» **Text block**:

* Start *

70% of respondents across all geographies (EMEA, APAC, LATAM, and North America) expect to increase their private equity allocations by 10% or more - venture capital excluded since buyouts will be more difficult I reckon.
Despite the fear with public markets, hedge funds come second as the asset class to be receiving an allocation from LPs. As inflation rises and public markets become more challenging to navigate, one would think that venture capital could become a candidate for second place after private equity.
Now, I believe hedge funds are getting money due to their flexibility to invest in multi-asset strategies and capture some of the return generated by deflationary asset classes such as Real Estate, Infrastructure, and Commodities.
Personally, it comes as a surprise to me that infrastructure did not come as a top 3 priority for LPs. Especially because there are banks, sovereign wealth funds, pension funds, and family offices that are particularly interested in maintaining national sovereignty - wherever they're based. Especially with the decrease in globalization and the weird times we're living in.
Does it matter how big a GP is?
Yes, fund size matters. Especially in high-interest, high-inflation periods.
The preferred ranges vary between $100-500M AUM and more than $1B AUM, accounting for 74% of the preference of LPS. But big brands may become the preferred names in the near future.
Energy Transition and Infrastructure are capital-intensive themes that require large funds and a long-term strategy that only big names in the private equity industry are more susceptible to success.
KKR, for example, raised a $17bn infrastructure fund (more than $10bn larger than its previous fund for infrastructure investments).
However, there are still issues with funds larger than $5bn AUM. There's a concern from investors that there is just too much money being raised and that may be a problem for efficient asset allocation and returns.
One more time, a problem created by net-zero interest rates and an absurd increase in the money supply. This poses a challenge for emerging managers, that have to differentiate from big brand names even more carefully and strategically.
How's it looking for emerging managers?
Probably not as good as it was 2 years ago. But there are interesting prospects for managers that find a niche to work on and find investment opportunities in areas that are overlooked by GPs.
Besides, every investor likes a well-thought-out investment thesis. LPs are interested in attractive investment return opportunities and their appetite for an interesting tech could be a decision-maker for an LP allocation.
The good news is that LPs are not usually trying to find emerging managers to squeeze better fees out of them. New talent and portfolio diversification are a major priority over a few basis points.
Now, for either emerging or proven managers, keeping their relationships is a key factor to success. That relationship management will have to improve, as LPs complain about a lack of transparency and bad reporting from GPs.
Besides, more frequent communication with LPs would be a quick fix for most LPs, while better tech and analytics are being developed to be delivered by GPs.

* End *

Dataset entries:
* Start *

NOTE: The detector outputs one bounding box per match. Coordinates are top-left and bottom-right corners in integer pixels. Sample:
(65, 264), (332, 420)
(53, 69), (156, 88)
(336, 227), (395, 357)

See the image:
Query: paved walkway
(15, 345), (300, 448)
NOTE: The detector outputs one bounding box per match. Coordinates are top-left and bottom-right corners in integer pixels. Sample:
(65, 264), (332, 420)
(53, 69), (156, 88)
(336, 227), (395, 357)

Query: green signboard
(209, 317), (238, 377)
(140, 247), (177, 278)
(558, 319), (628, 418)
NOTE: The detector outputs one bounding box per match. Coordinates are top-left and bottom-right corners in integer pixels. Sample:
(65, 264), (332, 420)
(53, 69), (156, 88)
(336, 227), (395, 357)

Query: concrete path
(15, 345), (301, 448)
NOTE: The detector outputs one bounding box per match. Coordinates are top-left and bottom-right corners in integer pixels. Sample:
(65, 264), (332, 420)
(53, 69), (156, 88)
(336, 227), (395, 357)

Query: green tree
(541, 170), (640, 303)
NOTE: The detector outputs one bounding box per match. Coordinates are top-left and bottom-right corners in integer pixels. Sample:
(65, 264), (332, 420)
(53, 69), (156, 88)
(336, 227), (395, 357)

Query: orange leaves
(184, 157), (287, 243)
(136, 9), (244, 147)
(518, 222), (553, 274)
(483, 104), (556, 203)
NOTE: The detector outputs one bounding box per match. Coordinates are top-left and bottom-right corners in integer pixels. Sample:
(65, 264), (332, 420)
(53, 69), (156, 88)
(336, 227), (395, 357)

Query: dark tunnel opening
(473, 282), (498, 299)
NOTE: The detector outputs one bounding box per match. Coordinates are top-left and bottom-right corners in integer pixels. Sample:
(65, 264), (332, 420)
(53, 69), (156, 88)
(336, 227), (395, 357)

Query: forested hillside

* End *

» **To be done**:
1. List the kinds of institutions that the private equity commentary names as particularly interested in maintaining national sovereignty.
2. According to the private equity commentary, how much did KKR raise for its infrastructure fund?
3. Resume the private equity commentary from its final sentence, carrying its argument forward.

» **The results**:
1.
Banks
Sovereign wealth funds
Pension funds
Family offices

2. $17bn.

3.
Are LPs walking the ESG talk?
Despite the interest in ESG, from what I read in this report, ESG is not a decisive factor when choosing a GP.
When asked if LPs would divest from a manager that is not willing to show their annually updated ESG policy, more than half are neutral or find it unlikely to do so.
I don't think that this approach to making investment decisions is bad per se. Or if that is bad at all, for that matter. I just think it's interesting to see what's making LPs really lose sleep.
What's really in everyone's minds is the macroeconomic scenario and the risks and opportunities that come from it.
If inflation starts to rise and rise, I bet ESG won't go through their minds, but how difficult and from where the money comes.
That said, it's important to point out that the sectors LPs are most interested in are ESG-adjacent. Renewables, Healthcare, and Infrastructure are sectors that have the sustainability factor built in themselves.
Not to mention that other sectors can develop society in many ways by just innovating and making sure they are making a positive impact in how they are being used. Tech is one of them, but Financials and Consumer Goods & Services are also great candidates for ESG practices.
What I've been reading/listening
I consume a lot of content to come up with I'm No Economist. Not only to produce content but because I'm a curious person. I thought it would be a good idea to create this section and share some of the content I've been consuming lately. Let me know what you think of this new section in the button below!
I'm finishing one of the most incredible biographies I've ever read: Irineu Evangelista de Sousa's or Visconde de Mauá. Jorge Caldeira - who was recently immortalized by the Brazilian Academy of Letters (ABL) - does an amazing job of describing the Brazilian economy in the decaying Brazilian empire in the second half of the 19th century. For those of you who know me, I'm obsessed with Irineu and I'm amazed by his biography. Here's a picture of me and him at the Centro Cultural Banco do Brasil in Rio de Janeiro:
Kyla's newsletter on Language, Loneliness, and AI. I was already a TikTok fan of Kyla and her amazing minute-long macroeconomic analysis. But she's leveling up her game with philosophical and behavioral analysis of contemporary society. Great read!
OPEC+ Wants to Keep Curbing Oil Production. I'm worried about how we're scaling with sanctions and how it impacts global oil prices and energy transition.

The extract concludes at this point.